───── Material supplied ─────

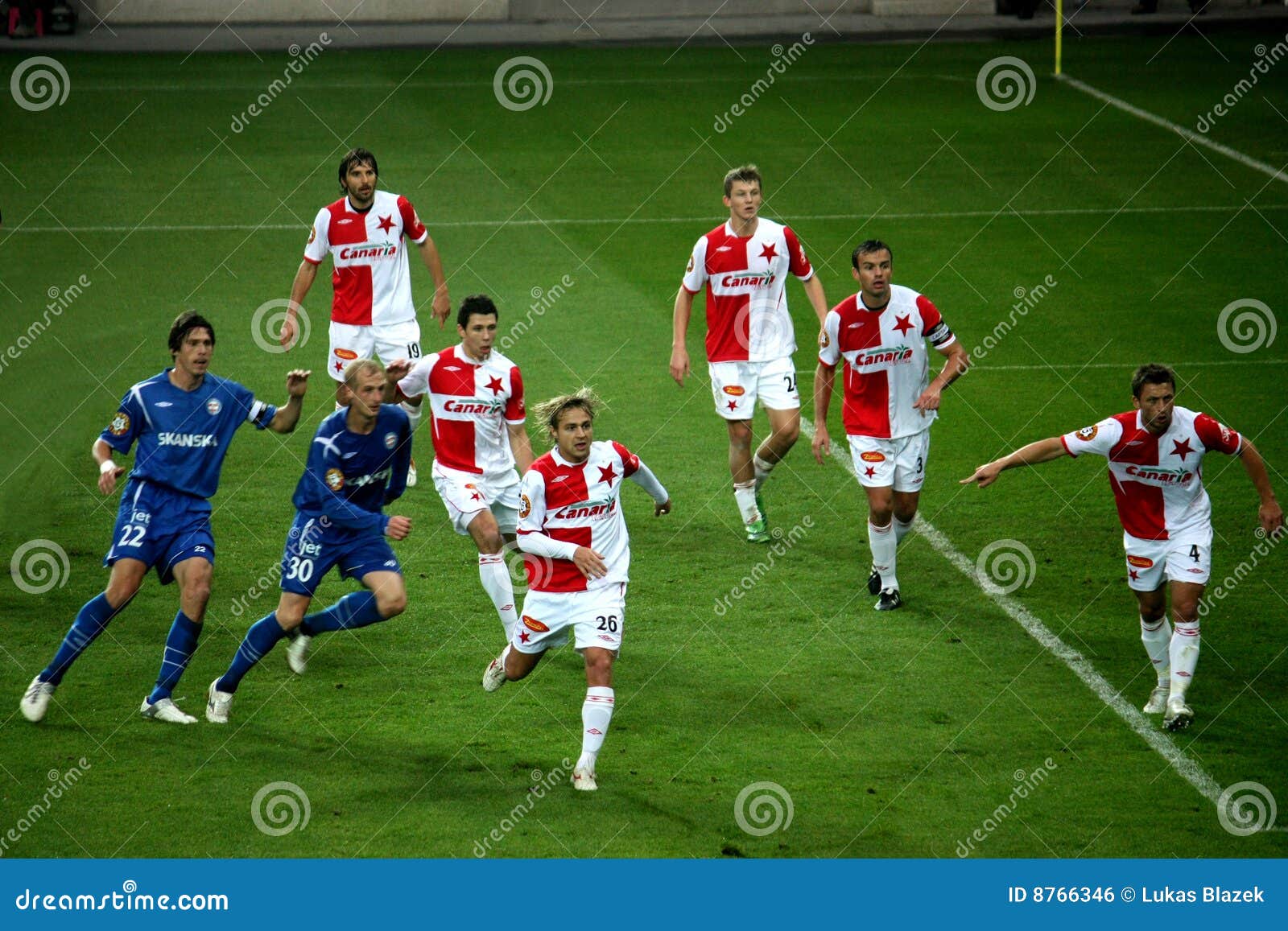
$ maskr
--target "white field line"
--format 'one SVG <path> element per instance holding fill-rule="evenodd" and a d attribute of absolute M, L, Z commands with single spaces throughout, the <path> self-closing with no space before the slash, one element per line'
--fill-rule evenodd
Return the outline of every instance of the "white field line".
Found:
<path fill-rule="evenodd" d="M 1171 120 L 1164 120 L 1160 116 L 1155 116 L 1154 113 L 1150 113 L 1148 109 L 1141 109 L 1140 107 L 1133 107 L 1130 103 L 1127 103 L 1126 100 L 1114 97 L 1113 94 L 1106 94 L 1103 90 L 1096 90 L 1090 84 L 1083 84 L 1082 81 L 1079 81 L 1079 80 L 1077 80 L 1074 77 L 1069 77 L 1068 75 L 1056 75 L 1056 80 L 1064 81 L 1065 84 L 1068 84 L 1074 90 L 1081 90 L 1083 94 L 1090 94 L 1091 97 L 1096 98 L 1097 100 L 1104 100 L 1109 106 L 1117 107 L 1118 109 L 1123 111 L 1124 113 L 1131 113 L 1132 116 L 1139 117 L 1139 118 L 1144 120 L 1145 122 L 1151 122 L 1155 126 L 1162 126 L 1163 129 L 1166 129 L 1166 130 L 1168 130 L 1171 133 L 1176 133 L 1176 135 L 1179 135 L 1182 139 L 1186 139 L 1186 140 L 1194 143 L 1195 146 L 1203 146 L 1204 148 L 1209 148 L 1213 152 L 1220 152 L 1226 158 L 1233 158 L 1234 161 L 1239 162 L 1240 165 L 1247 165 L 1249 169 L 1260 171 L 1260 173 L 1262 173 L 1265 175 L 1270 175 L 1276 182 L 1283 182 L 1283 183 L 1288 184 L 1288 174 L 1284 174 L 1283 171 L 1280 171 L 1279 169 L 1276 169 L 1274 165 L 1266 165 L 1262 161 L 1257 161 L 1256 158 L 1253 158 L 1251 156 L 1243 155 L 1243 152 L 1239 152 L 1238 149 L 1233 149 L 1229 146 L 1222 146 L 1218 142 L 1212 142 L 1206 135 L 1195 133 L 1191 129 L 1186 129 L 1185 126 L 1180 126 L 1180 125 L 1172 122 Z"/>
<path fill-rule="evenodd" d="M 1007 210 L 1003 216 L 1104 216 L 1106 214 L 1224 214 L 1243 210 L 1247 205 L 1230 206 L 1180 206 L 1180 207 L 1060 207 L 1052 210 Z M 1257 210 L 1288 210 L 1288 203 L 1262 203 Z M 799 220 L 954 220 L 975 216 L 996 216 L 996 210 L 940 210 L 909 214 L 806 214 L 796 215 Z M 707 216 L 636 216 L 620 219 L 613 216 L 550 220 L 439 220 L 430 223 L 433 229 L 453 227 L 595 227 L 603 224 L 649 224 L 649 223 L 711 223 L 715 215 Z M 19 227 L 12 233 L 205 233 L 205 232 L 246 232 L 251 229 L 282 230 L 305 229 L 301 223 L 197 223 L 143 227 L 95 225 L 95 227 Z"/>
<path fill-rule="evenodd" d="M 801 417 L 802 431 L 813 438 L 814 425 Z M 841 464 L 850 475 L 854 473 L 854 462 L 850 461 L 850 453 L 844 447 L 844 444 L 832 446 L 832 458 Z M 855 476 L 858 480 L 858 476 Z M 935 527 L 922 516 L 917 516 L 917 531 L 925 536 L 926 541 L 935 547 L 935 550 L 944 556 L 949 563 L 952 563 L 963 576 L 972 581 L 980 587 L 985 595 L 988 595 L 993 603 L 1011 616 L 1011 619 L 1023 627 L 1029 636 L 1042 644 L 1043 648 L 1055 657 L 1060 659 L 1065 666 L 1073 670 L 1074 675 L 1083 681 L 1083 684 L 1091 689 L 1096 698 L 1108 704 L 1123 722 L 1131 728 L 1140 738 L 1148 743 L 1154 751 L 1163 757 L 1167 764 L 1176 770 L 1185 782 L 1198 789 L 1199 795 L 1207 798 L 1213 805 L 1221 797 L 1221 787 L 1217 782 L 1207 774 L 1207 771 L 1199 766 L 1194 760 L 1188 757 L 1181 749 L 1159 729 L 1158 724 L 1150 721 L 1145 715 L 1139 711 L 1135 706 L 1128 704 L 1126 699 L 1118 690 L 1109 684 L 1104 676 L 1101 676 L 1096 667 L 1087 662 L 1082 654 L 1072 649 L 1064 640 L 1061 640 L 1056 634 L 1047 627 L 1041 618 L 1034 616 L 1028 608 L 1020 604 L 1019 600 L 1005 595 L 1001 592 L 990 592 L 984 586 L 980 585 L 979 574 L 975 569 L 975 564 L 948 540 L 943 533 L 940 533 Z"/>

─────

What is being asked: Copy the listing above line for line without changing any character, omitting the pictures.

Response for this exercise:
$ maskr
--target "white field line"
--format 'one SVG <path> element per instance holding fill-rule="evenodd" and a d attribute of absolute M, L, Z commands with single spaces throughout, the <path> self-closing with no space before the slash, one element per line'
--fill-rule evenodd
Return the outline of every instance of the "white field line".
Found:
<path fill-rule="evenodd" d="M 1171 120 L 1164 120 L 1160 116 L 1155 116 L 1154 113 L 1150 113 L 1148 109 L 1141 109 L 1140 107 L 1133 107 L 1130 103 L 1127 103 L 1126 100 L 1114 97 L 1113 94 L 1106 94 L 1103 90 L 1096 90 L 1090 84 L 1083 84 L 1082 81 L 1079 81 L 1079 80 L 1077 80 L 1074 77 L 1069 77 L 1068 75 L 1056 75 L 1056 80 L 1064 81 L 1065 84 L 1068 84 L 1074 90 L 1081 90 L 1083 94 L 1090 94 L 1091 97 L 1096 98 L 1097 100 L 1104 100 L 1109 106 L 1117 107 L 1118 109 L 1123 111 L 1124 113 L 1131 113 L 1132 116 L 1139 117 L 1139 118 L 1144 120 L 1145 122 L 1151 122 L 1155 126 L 1162 126 L 1163 129 L 1166 129 L 1166 130 L 1168 130 L 1171 133 L 1176 133 L 1176 135 L 1179 135 L 1182 139 L 1186 139 L 1186 140 L 1194 143 L 1195 146 L 1203 146 L 1204 148 L 1209 148 L 1213 152 L 1220 152 L 1226 158 L 1233 158 L 1234 161 L 1239 162 L 1240 165 L 1247 165 L 1249 169 L 1260 171 L 1260 173 L 1262 173 L 1265 175 L 1270 175 L 1276 182 L 1283 182 L 1283 183 L 1288 184 L 1288 174 L 1284 174 L 1283 171 L 1280 171 L 1279 169 L 1276 169 L 1274 165 L 1266 165 L 1262 161 L 1257 161 L 1256 158 L 1253 158 L 1251 156 L 1243 155 L 1243 152 L 1239 152 L 1238 149 L 1233 149 L 1229 146 L 1222 146 L 1218 142 L 1212 142 L 1206 135 L 1195 133 L 1191 129 L 1186 129 L 1185 126 L 1180 126 L 1180 125 L 1172 122 Z"/>
<path fill-rule="evenodd" d="M 1007 210 L 1003 216 L 1104 216 L 1106 214 L 1224 214 L 1243 210 L 1247 205 L 1230 206 L 1180 206 L 1180 207 L 1060 207 L 1052 210 Z M 1257 210 L 1288 210 L 1288 203 L 1262 203 Z M 799 220 L 954 220 L 975 216 L 996 216 L 996 210 L 940 210 L 909 214 L 806 214 L 796 215 Z M 707 216 L 636 216 L 620 219 L 613 216 L 550 220 L 439 220 L 430 223 L 433 229 L 453 227 L 595 227 L 603 224 L 649 224 L 649 223 L 711 223 L 715 215 Z M 19 227 L 12 233 L 205 233 L 205 232 L 246 232 L 251 229 L 282 230 L 305 229 L 301 223 L 197 223 L 143 227 L 95 225 L 95 227 Z"/>
<path fill-rule="evenodd" d="M 801 417 L 802 431 L 813 438 L 814 425 Z M 841 464 L 850 475 L 854 473 L 854 462 L 850 461 L 850 453 L 844 447 L 844 444 L 832 446 L 832 458 Z M 855 476 L 858 480 L 858 476 Z M 935 527 L 922 516 L 917 516 L 917 531 L 925 536 L 926 541 L 935 547 L 935 550 L 944 556 L 949 563 L 952 563 L 963 576 L 972 581 L 980 587 L 985 595 L 988 595 L 993 603 L 1011 616 L 1011 619 L 1023 627 L 1029 636 L 1042 644 L 1043 648 L 1055 657 L 1060 659 L 1065 666 L 1073 670 L 1074 675 L 1083 681 L 1083 684 L 1091 689 L 1096 698 L 1108 704 L 1123 722 L 1131 728 L 1140 738 L 1148 743 L 1154 751 L 1163 757 L 1167 764 L 1176 770 L 1185 782 L 1198 789 L 1199 795 L 1207 798 L 1213 805 L 1221 797 L 1221 787 L 1217 782 L 1207 774 L 1207 771 L 1199 766 L 1194 760 L 1188 757 L 1181 749 L 1159 729 L 1158 724 L 1150 721 L 1145 715 L 1139 711 L 1135 706 L 1128 704 L 1126 699 L 1118 690 L 1109 684 L 1104 676 L 1101 676 L 1096 667 L 1087 662 L 1082 654 L 1072 649 L 1064 640 L 1061 640 L 1056 634 L 1047 627 L 1041 618 L 1034 616 L 1028 608 L 1020 604 L 1019 600 L 1005 595 L 1001 592 L 990 592 L 984 586 L 980 585 L 979 574 L 975 569 L 975 564 L 948 540 L 943 533 L 940 533 Z"/>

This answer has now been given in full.